_Task instructions_
Give back every line of the data, transcribed exactly.

_Material provided_
##########
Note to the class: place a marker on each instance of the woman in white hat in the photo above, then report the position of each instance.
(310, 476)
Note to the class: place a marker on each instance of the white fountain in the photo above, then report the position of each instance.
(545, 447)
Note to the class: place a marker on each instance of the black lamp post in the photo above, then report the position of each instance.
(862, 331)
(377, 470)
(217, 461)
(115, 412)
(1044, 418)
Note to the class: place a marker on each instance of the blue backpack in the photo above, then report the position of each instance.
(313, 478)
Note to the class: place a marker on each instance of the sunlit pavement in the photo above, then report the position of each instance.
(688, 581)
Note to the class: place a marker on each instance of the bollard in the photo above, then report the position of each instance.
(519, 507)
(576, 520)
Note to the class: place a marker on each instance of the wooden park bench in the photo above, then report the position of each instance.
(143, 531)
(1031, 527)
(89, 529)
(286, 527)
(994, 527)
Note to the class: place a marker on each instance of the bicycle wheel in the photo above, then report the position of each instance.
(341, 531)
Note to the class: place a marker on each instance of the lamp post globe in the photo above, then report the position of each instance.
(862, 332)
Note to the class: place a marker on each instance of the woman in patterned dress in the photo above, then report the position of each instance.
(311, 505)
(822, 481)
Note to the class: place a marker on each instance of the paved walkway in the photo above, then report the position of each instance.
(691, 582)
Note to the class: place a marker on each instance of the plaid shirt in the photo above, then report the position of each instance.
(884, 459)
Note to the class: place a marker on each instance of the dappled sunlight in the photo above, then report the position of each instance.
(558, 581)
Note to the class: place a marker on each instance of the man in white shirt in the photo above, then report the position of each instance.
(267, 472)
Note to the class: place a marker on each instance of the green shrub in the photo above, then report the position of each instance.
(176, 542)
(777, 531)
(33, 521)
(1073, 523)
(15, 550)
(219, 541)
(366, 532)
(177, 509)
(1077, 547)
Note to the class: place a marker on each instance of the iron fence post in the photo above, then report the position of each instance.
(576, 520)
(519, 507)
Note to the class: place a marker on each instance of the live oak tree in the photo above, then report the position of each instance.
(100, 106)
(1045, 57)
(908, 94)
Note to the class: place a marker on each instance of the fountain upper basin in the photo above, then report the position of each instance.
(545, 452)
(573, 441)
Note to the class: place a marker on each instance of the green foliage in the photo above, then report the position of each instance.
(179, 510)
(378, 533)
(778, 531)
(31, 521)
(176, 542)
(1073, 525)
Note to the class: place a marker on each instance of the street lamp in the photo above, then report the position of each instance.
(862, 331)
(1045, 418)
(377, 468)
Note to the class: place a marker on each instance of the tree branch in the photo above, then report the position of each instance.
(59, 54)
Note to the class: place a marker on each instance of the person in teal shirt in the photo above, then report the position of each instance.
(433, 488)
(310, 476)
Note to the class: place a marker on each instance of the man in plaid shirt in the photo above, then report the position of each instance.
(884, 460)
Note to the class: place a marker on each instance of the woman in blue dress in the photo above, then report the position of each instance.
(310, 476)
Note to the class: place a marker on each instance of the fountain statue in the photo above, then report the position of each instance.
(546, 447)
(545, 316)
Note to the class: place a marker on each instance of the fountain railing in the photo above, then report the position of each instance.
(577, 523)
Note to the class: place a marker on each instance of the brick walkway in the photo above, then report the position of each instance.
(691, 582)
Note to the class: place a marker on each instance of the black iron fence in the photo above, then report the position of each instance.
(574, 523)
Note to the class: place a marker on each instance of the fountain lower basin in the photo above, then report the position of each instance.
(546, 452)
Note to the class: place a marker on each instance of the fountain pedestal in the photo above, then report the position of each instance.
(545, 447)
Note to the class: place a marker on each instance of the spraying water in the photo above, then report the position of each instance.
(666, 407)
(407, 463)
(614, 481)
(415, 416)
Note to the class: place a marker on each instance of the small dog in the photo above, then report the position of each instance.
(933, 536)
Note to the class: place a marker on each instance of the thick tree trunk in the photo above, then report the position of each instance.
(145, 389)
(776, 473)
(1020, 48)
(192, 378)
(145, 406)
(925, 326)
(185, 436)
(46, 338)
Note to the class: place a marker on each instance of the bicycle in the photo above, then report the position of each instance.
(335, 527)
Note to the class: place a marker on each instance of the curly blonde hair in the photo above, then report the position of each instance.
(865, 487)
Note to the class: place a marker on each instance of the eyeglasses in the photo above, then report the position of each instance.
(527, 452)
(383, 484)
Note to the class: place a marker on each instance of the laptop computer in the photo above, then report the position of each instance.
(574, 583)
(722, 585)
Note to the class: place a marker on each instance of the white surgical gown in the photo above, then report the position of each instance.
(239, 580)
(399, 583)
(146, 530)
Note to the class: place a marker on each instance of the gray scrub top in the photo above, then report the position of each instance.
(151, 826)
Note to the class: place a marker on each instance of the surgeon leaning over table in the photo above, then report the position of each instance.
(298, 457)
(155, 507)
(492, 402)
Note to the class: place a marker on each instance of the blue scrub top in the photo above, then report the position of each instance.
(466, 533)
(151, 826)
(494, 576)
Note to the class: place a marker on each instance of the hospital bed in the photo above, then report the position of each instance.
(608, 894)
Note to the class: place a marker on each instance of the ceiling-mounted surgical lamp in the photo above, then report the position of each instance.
##########
_Response area_
Note to the class: place a marker on each instance of the woman in white hat in the photo above, then report the position of each instance.
(310, 476)
Note to the class: place a marker on each instance of the white fountain in the photo above, then report the position of each instance.
(545, 447)
Note to the class: place a marker on each instance of the black lamp post in the photo above, then report the position of each instance.
(862, 331)
(377, 470)
(217, 461)
(115, 412)
(1044, 418)
Note to the class: place a marker on each instance of the blue backpack in the photo above, then report the position of each instance.
(313, 478)
Note to the class: place a marker on each instance of the sunlit pavement in the photo above, then report the position of each instance.
(688, 581)
Note to the class: place a marker on each instance of the bollard in the photo above, then report the position of each instance.
(519, 507)
(576, 520)
Note to the class: place a marker on each instance of the wooden park bench in the photo above, then report the position of each instance.
(143, 531)
(1031, 527)
(89, 529)
(286, 527)
(994, 527)
Note to the class: place a marker on each instance of the bicycle wheel in the photo above, then report the position of each instance.
(341, 531)
Note to the class: place a marker on each instance of the lamp post globe in the photo above, then report the position of each instance.
(862, 332)
Note to the class: place a marker on each instance of the woman in patterned dress in the photo above, then report the position of each instance.
(311, 505)
(822, 481)
Note to the class: place a marker on each instance of the paved walkway in the photo above, then report the position of each instance.
(691, 582)
Note to the class: place a marker on each instance of the plaid shirt in the photo above, then report the position of each instance.
(884, 459)
Note to the class: place a marker on each instance of the dappled sunlight in the photo above, then report the position of each instance.
(558, 581)
Note to the class: place a marker on each instance of the man in white shirt in the photo above, then report the position of each instance.
(267, 472)
Note to the class: place a marker on each instance of the green shrub in the photo above, then report the position of each instance.
(176, 542)
(777, 531)
(33, 521)
(1073, 523)
(15, 550)
(219, 541)
(366, 532)
(177, 509)
(1077, 547)
Note to the class: place a marker on each instance of the iron fence post in the photo above, then report the position of each instance.
(576, 520)
(519, 507)
Note to the class: place a marker on each instance of the live oak tree in the photo above, then report the position of each instance.
(100, 106)
(1045, 57)
(908, 94)
Note to the class: place a marker on each instance of the fountain upper basin in the photo above, then report the position of each instance.
(545, 452)
(573, 441)
Note to the class: place a marker on each instance of the green foliage in the photo above, then report the position of each instance.
(179, 510)
(378, 533)
(778, 531)
(31, 521)
(176, 542)
(1073, 525)
Note to the class: place a marker on each instance of the street lamp in the photo above, then report the position of each instance.
(862, 331)
(1045, 418)
(377, 468)
Note to the class: place a marker on each instance of the tree branch in the photo above, then report the position of each instance.
(59, 54)
Note to the class: place a marker on each instance of the person in teal shirt in the photo above, then report the position of each instance.
(433, 488)
(310, 476)
Note to the class: place a marker on each instance of the man in plaid shirt in the photo above, then report the position of each instance.
(884, 460)
Note to the class: place a marker on each instance of the woman in blue dress in the photo above, then report the position of each instance.
(310, 476)
Note to the class: place a marker on each instance of the fountain statue in the photo above, then report the position of each instance.
(546, 447)
(545, 316)
Note to the class: place a marker on each instance of the fountain railing in the photo above, then report the position of each instance.
(577, 523)
Note to the class: place a marker on each instance of the brick walkway in the photo above, then report the position of each instance.
(691, 582)
Note to the class: place a marker on each instance of the black iron fence in the photo above, then report the position of each instance.
(574, 523)
Note to the class: place a marker on each instance of the fountain lower basin in the photo above, then report the position of each instance.
(546, 452)
Note to the class: place a marker on each instance of the fountain pedestal in the photo above, then report the position of each instance.
(545, 447)
Note to the class: place a marker on each instance of the spraying water in the photo above, then report the position of each instance.
(666, 407)
(407, 463)
(614, 481)
(415, 416)
Note to the class: place a marker on each instance of the small dog in the photo above, then report the position of each instance.
(933, 536)
Note to the class: place a marker on each instance of the thick tree trunk in the photo above, then report the position of each instance.
(145, 389)
(776, 473)
(1020, 48)
(192, 378)
(145, 406)
(925, 326)
(185, 436)
(46, 338)
Note to the class: place a marker on each instance of the bicycle in the photo above, then report the position of each instance.
(335, 527)
Note to the class: place a marker on each instance of the curly blonde hair in the photo above, then report the position of each instance.
(865, 487)
Note to the class: place a marker on each instance of the eyeglasses in the photo above, then report the position of each instance.
(527, 452)
(383, 484)
Note to the class: place a marker on each instance of the laptop computer in the photo above, then report the position of each instance.
(574, 583)
(722, 585)
Note to the class: place a marker on each instance of the white surgical gown in the photo above, then report the position of each instance.
(239, 580)
(399, 583)
(146, 530)
Note to the class: place a marker on each instance of the gray scrub top in the photo above, then report the position of each instance.
(151, 826)
Note to the class: place a marker on each instance of the surgeon leaning over table in the photo above, then report the position of each instance.
(298, 457)
(155, 507)
(492, 402)
Note to the class: place a marker on each instance of the blue scrub top in the photo above, then report the position of each instance.
(466, 533)
(151, 826)
(494, 576)
Note to the class: place a marker on each instance of the hospital bed in the photo above, then report the position of each instance.
(608, 894)
Note to the class: place a marker on each instance of the ceiling-mounted surgical lamp in the photo above, then report the position of each instance.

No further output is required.